*TEXT SHOWN:*
___

Remember, most Canadians don’t know or understand the US governmental system, and certainly, most Americans don’t know or understand the Canadian parliamentary system.
So, Layton is presented as the ‘leader of the Canadian New Democratic Party’. Right there, I’ll bet most Americans will view him as the leader of the Democratic Party. They won’t know that he’s actually the leader of a two-bit party in the House, is not the Official Opposition..
But, Layton, quite understandably, wants to be the Official Opposition. I don’t blame him; anyone would do the same. After all, the Liberals, who are nominally our Official Opposition, don’t take the job seriously and are instead, active in defamation and smear partisan politics.
So, Layton was presented as, effectively, a VIP in Canada. And he played it to the hilt. Leaning back with Pompous Assurance of His Wisdom, and informing us that jobs have been lost in Canada, and the US…to China. Why?
Because of the Evil Multinationals and Globalization. Heh.
Layton doesn’t inform us that the real reason is because his dearly loved unionists have focused, with their tunnel vision, on wages, wages, wages and benefits – driving up the costs so high that manufacturers and businesses can’t afford to operate in Canada. That’s why they’ve left.
I know that Layton and company feel that the function of industries is Jobs. Not production of goods and services. Nope; that’s irrelevant. The only function of an industry is: Jobs.
And if that industry can’t sell its products; if people don’t want to buy its products – heck, then, the Function of Government is to use taxpayer dollars to subsidize those industries. Because, the purpose of an industry is not to manufacture goods and services that people want and will buy. No. The purpose is: jobs. And the duty of a govt is to keep those jobs. Even if it does take billions from the taxpayer…
It was a fun interview. Not for what Layton said, but for the fun of the fake image that he was presenting. Heh – the leader of the [new] Democratic Party (does he have the majority in the Senate?..er…House?)..Jack even told us that he had one of his people down in New York at a meeting about…; And that he was insisting that the PM Harper apologize to Americans for ‘Obamagate’…and so on.

___

*GIVEN ENTRIES:*
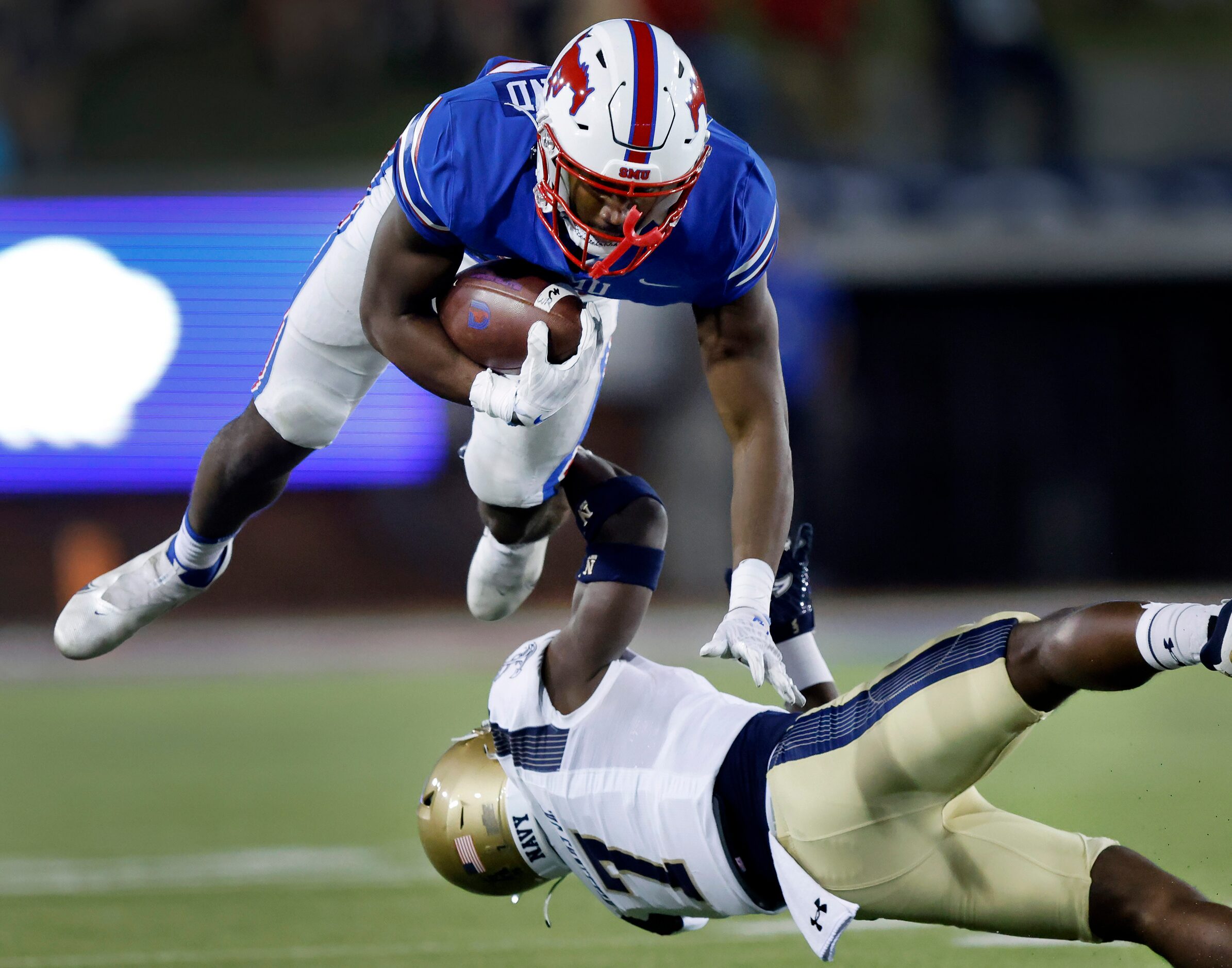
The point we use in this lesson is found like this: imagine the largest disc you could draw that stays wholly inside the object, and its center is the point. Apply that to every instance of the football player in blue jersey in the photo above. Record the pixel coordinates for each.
(604, 169)
(674, 802)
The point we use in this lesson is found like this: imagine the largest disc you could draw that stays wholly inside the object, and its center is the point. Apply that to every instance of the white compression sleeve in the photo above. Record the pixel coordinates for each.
(804, 662)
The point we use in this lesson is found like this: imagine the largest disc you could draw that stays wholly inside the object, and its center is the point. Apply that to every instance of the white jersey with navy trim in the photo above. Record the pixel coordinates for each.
(624, 786)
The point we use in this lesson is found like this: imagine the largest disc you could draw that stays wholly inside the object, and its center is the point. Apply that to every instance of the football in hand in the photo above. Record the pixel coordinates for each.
(492, 307)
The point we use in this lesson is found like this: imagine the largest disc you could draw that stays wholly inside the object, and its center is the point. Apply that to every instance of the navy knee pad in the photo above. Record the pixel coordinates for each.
(607, 499)
(630, 564)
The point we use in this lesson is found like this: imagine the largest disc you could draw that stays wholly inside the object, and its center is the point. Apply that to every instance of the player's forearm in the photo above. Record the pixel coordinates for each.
(762, 493)
(419, 347)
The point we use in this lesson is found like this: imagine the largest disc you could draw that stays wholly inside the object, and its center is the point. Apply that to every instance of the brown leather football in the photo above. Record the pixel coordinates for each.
(492, 307)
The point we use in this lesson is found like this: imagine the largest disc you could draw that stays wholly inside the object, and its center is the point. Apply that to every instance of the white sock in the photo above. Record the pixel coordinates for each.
(195, 552)
(1173, 635)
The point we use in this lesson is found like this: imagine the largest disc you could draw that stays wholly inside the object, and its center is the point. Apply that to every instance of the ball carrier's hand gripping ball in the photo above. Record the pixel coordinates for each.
(624, 114)
(477, 829)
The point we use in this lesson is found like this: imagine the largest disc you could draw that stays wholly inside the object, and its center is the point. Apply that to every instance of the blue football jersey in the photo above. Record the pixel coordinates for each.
(466, 175)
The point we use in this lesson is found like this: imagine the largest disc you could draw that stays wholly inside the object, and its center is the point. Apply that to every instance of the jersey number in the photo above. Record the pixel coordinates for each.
(611, 862)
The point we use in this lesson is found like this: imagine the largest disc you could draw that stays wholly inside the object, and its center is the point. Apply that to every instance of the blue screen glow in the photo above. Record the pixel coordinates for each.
(134, 328)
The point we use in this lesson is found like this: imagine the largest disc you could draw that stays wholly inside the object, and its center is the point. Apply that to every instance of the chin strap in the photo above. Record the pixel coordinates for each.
(648, 238)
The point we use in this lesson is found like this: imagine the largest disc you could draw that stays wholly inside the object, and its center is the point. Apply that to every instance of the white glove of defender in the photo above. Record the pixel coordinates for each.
(744, 636)
(541, 388)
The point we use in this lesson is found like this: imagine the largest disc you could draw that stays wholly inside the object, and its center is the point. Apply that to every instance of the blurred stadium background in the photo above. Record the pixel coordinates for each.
(1003, 286)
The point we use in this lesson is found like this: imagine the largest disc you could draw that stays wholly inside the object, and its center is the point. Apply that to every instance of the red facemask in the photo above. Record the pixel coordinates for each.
(629, 245)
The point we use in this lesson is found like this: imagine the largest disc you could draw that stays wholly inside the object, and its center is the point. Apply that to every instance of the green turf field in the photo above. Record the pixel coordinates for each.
(252, 822)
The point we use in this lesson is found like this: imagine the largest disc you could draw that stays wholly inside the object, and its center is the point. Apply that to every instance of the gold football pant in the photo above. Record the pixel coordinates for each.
(874, 796)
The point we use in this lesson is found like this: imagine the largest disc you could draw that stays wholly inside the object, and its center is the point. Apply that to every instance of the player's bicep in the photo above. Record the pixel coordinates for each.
(405, 273)
(423, 174)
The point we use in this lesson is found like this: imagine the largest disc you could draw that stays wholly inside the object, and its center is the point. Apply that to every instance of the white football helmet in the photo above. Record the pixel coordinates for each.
(624, 114)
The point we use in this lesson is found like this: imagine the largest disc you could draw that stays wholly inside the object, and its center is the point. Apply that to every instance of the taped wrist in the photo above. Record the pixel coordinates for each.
(804, 662)
(630, 564)
(607, 499)
(752, 586)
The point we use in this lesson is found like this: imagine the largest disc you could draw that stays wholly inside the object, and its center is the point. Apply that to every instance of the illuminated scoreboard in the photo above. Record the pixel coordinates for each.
(134, 328)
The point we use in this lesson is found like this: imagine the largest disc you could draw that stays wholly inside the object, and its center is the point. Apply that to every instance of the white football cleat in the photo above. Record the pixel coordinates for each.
(114, 606)
(1218, 652)
(502, 577)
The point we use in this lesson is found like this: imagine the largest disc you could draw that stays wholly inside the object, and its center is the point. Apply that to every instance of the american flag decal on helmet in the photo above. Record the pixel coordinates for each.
(469, 855)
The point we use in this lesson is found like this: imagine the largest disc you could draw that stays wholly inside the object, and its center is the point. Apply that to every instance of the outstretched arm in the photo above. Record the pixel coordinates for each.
(618, 577)
(406, 273)
(740, 346)
(740, 350)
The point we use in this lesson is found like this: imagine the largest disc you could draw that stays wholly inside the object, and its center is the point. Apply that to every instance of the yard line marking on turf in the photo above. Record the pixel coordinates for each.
(306, 954)
(36, 876)
(770, 926)
(981, 940)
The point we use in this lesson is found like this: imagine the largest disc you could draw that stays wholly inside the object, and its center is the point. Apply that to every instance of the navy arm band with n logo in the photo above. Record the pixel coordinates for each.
(607, 499)
(630, 564)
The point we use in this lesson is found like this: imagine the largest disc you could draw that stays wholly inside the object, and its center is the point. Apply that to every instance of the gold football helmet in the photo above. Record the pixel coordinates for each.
(476, 827)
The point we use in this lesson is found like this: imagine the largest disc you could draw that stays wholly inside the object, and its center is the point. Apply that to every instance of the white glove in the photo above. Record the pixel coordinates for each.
(541, 388)
(744, 635)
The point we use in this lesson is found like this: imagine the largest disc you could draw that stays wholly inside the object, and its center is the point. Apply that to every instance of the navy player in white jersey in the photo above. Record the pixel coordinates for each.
(674, 804)
(604, 169)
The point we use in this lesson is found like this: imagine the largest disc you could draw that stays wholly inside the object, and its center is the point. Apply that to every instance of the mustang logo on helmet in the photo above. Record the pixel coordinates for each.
(572, 73)
(696, 100)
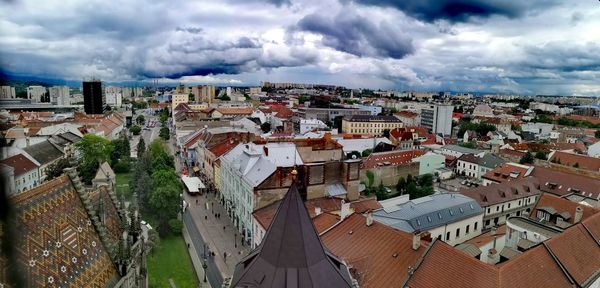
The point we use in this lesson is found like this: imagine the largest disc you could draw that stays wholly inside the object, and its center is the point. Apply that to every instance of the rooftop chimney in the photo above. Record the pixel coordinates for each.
(493, 257)
(317, 211)
(578, 215)
(345, 211)
(416, 240)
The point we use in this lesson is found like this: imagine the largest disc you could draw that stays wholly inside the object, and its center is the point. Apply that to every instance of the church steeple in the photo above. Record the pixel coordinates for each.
(291, 254)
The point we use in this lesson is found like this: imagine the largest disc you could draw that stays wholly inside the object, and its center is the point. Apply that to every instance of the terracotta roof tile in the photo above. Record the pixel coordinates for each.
(563, 183)
(20, 164)
(444, 266)
(562, 205)
(391, 158)
(506, 172)
(582, 161)
(506, 191)
(578, 252)
(379, 255)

___

*DIRECTIONS:*
A – In the commentary on Layton's interview, to which country does Layton say jobs in Canada and the US have been lost?
B – Extend the commentary on Layton's interview, starting after its final sentence.

*TASK-BY-TASK OUTPUTS:*
A – China.

B –
It was Pomposity Popeye. It was for Canadians; he’s after votes in Canada.
ET; Layton so looked like a used car salesman. What I thought was funny is Dobbs and Layton acted like they were on the same side, just plain weird.
Chretien dips his toe into the U.S. election choices for Dems….
http://www.theglobeandmail.com/servlet/story/RTGAM.20080306.wchretblack0306/BNStory/National/home
” Mr. Chrétien responded to a question about the U.S. Democratic Party’s leadership race and said he didn’t want to pick a favourite — although he knows one candidate personally and thinks she’d be a good president.
“Hillary Clinton was the first lady and on many occasions sat next to me at meetings and she’s very well read, very knowledgeable and a very capable lady no doubt in my mind,” he said.
“So I’d feel good if she were to win, but perhaps the other guy is better, but I don’t know. So why’d you (ask me that),” he responded to the questioner, drawing laughs from the audience.”
http://tinyurl.com/3a8ck2
Former PM doesn’t speak, doesn’t vote….
While the libs,cbc, and dippers are wallowing in the mud of ‘naftagate’ I wonder if they will stumble upon the story of the 2000 U.S. election. I doubt it,but way back then the ambassador to the U.S. came out and declared that Canada would be better off with Gore as president. I forget the chap’s name,something like Raymond Martin,or maybe Pearson.
Iberia — I don’t know of any government programs anywhere that do not have some criteria by which those receiving funding have to qualify — usually they are called program guidelines. Can you think of any other program where everyone who applies gets money? — A while ago I was at a writer’s conference where someone was explaining that one reason a lot of Canadian garbage is published is because small publishers can get money out of government just for publishing a new Canadian author — so they try to round up anyone who qualifies (often very bad writers) and collect government money without worrying about whether or not the stuff is salable. This is what happens when anyone who applies gets funded and it is not a good use of taxpayer’s money.
http://www.dominionpaper.ca/features/2003/10/20/anybody_bu.html
From 2003, regarding Canadian ambassador to the U.S., Raymond Chretien, and his interference in the 2000 U.S. election…
“Bush finally declared victory in the last Presidential election, the Prime Minister’s nephew, Raymond Chretien, stirred up controversy by making a speech that implied Democratic candidate Al Gore would be easier for Canada to work with. Historically, of course, Democratic US administrations generally are easier for Canadian governments to work with than Republican administrations. Lawrence Martin, Globe and Mail columnist and author of several books on Canada-US relations, puts it this way: “This is a problem that runs through our history with the US–whenever there’s a Republican administration in power it is more difficult for Canadian governments, [and] particularly Liberal governments which are usually in power here, to have good relations because of the ideological divide–they’re more right-wing and we don’t tend to agree with them.”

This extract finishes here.